------ Testo ------

NON BASTANO DUE GRANDI ATTORI PER FARE MIRACOLI
Ecco, questi due impeccabili attori mantengono fede alla propria reputazione e in Hostiles (Ostili), period western di Scott Cooper (Black Mass, Il Fuoco della Vendetta) che apre la 12. edizione della Festa del Cinema di Roma, regalando interpretazioni emozionanti, curate fin nel dettaglio e che da sole varrebbero il prezzo del biglietto. Il problema è che, se un pessimo attore può rovinare un film eccellente, un attore eccellente non può risollevare le sorti di un lungometraggio problematico.
Hostiles purtroppo sembra un unico grande sforzo profuso da Cooper per vanificare l’evidente impegno di Bale della Pike, e tra le mille domande che sorgono al termine della proiezione, la prima ci porta a chiederci per quale motivo il regista abbia sentito l’esigenza di trasformare quello che avrebbe potuto essere un western classico in un melenso drammone d’appendice – scritto con i piedi – in cui una drammaturgia inizialmente promettente si risolve in un indigeribile buonismo normalizzante.
UN SOGGETTO CHE GIRAVA DA ANNI
La storia porta la firma di Donald E. Stewart (deceduto nel ’99) ed era in attesa di essere portata sullo schermo da anni. Siamo nel 1892; Joseph Blocker (Bale) è un capitano dell’esercito britannico che nel New Mexico dà da decenni la caccia ai nativi americani, e lo fa con estremo odio e ferocia. Un giorno il suo superiore gli assegna un compito tutt’altro che gradito: scortare verso il Montana l’altrettanto spietato capo indiano – ormai morente – Falco Giallo (l’ottimo caratterista Wes Studi), che dopo anni di prigionia ha pagato il suo debito con la giustizia e merita di finire i suoi giorni nella propria terra natale. Blocker e i suoi uomini, insieme al nativo e alla sua famiglia, inizieranno così un viaggio irto di pericoli, che li porterà prestissimo ad imbattersi in una vedova traumatizzata (la Pike) che veglia i corpi dell’amato marito e delle tre figlie, brutalmente sterminati da una spietata tribù di Comanche.

------

● Cosa fare:
- 1) Ricopia dalla recensione di Hostiles il passo che comincia con "NON BASTANO DUE" e va avanti fino a "un lungometraggio problematico.".
- 2) In che anno è ambientata la storia raccontata nella recensione di Hostiles?
- 3) Continua la recensione di Hostiles partendo dopo la sua ultima frase.
I dati qui di seguito provengono da un'altra fonte.

------ Dati ------

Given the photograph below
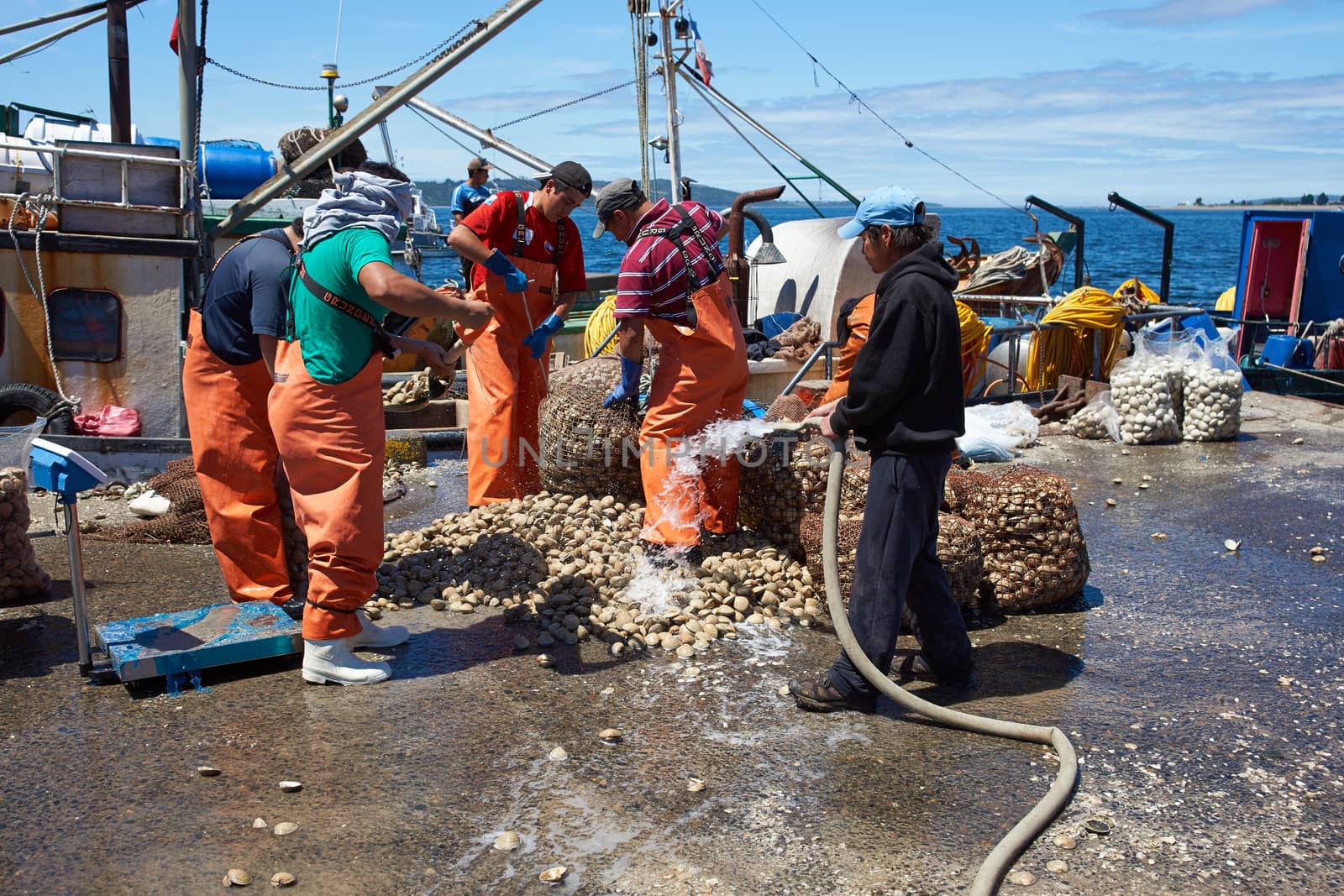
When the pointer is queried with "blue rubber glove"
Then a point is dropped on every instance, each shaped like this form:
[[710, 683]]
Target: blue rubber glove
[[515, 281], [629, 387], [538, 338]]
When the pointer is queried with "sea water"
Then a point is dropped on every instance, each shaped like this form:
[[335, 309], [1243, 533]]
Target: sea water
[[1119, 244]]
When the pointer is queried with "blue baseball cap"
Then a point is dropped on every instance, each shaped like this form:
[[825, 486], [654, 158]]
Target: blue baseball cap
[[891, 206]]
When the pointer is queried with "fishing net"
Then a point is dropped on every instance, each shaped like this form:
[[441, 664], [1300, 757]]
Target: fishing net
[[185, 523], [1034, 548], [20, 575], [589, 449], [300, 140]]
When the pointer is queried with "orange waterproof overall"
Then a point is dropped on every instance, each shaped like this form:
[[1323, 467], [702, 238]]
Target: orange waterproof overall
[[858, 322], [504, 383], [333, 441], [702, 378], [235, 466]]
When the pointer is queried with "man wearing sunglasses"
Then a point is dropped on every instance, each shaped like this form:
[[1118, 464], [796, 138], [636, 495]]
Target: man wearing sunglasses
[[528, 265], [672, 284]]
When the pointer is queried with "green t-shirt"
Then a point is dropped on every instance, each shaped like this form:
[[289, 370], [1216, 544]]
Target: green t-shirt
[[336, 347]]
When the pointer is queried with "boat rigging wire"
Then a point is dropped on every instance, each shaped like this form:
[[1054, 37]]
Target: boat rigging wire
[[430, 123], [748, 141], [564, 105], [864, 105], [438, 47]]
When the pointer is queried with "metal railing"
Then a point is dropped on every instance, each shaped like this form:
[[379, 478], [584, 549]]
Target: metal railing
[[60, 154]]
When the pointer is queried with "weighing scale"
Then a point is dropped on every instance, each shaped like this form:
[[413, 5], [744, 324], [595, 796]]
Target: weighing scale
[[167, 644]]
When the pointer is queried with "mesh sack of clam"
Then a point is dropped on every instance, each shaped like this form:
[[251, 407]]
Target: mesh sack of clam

------

● Risposte:
- 1)
NON BASTANO DUE GRANDI ATTORI PER FARE MIRACOLI
Ecco, questi due impeccabili attori mantengono fede alla propria reputazione e in Hostiles (Ostili), period western di Scott Cooper (Black Mass, Il Fuoco della Vendetta) che apre la 12. edizione della Festa del Cinema di Roma, regalando interpretazioni emozionanti, curate fin nel dettaglio e che da sole varrebbero il prezzo del biglietto. Il problema è che, se un pessimo attore può rovinare un film eccellente, un attore eccellente non può risollevare le sorti di un lungometraggio problematico.

- 2) Nel 1892.

- 3)
Non sorprende che la Pike si unisca subito all’improbabile gruppo, mentre lascia piuttosto esterrefatti vedere come tra i due feroci protagonisti maschili (il ‘cowboy’ e ‘l’indiano’) si sviluppi un’inspiegabile (o almeno non spiegata) amicizia e come la donna, a poche settimane da un lutto che devasterebbe chiunque, inizi a provare dei sentimenti per Blocker (senza avere nessun’altra utilità nell’economia della pellicola). Nel corso di uno svolgimento immotivatamente pretenzioso, scopriremo che nel ‘vecchio west’ quasi tutti i ‘visi pallidi’ denunciavano i soprusi verso i nativi americani e l’importanza della difesa dei loro diritti civili, e che da entrambe le parti gli squartatori di uomini avevano in fondo un cuore d’oro e, forse forse, avevano solo bisogno d’amore.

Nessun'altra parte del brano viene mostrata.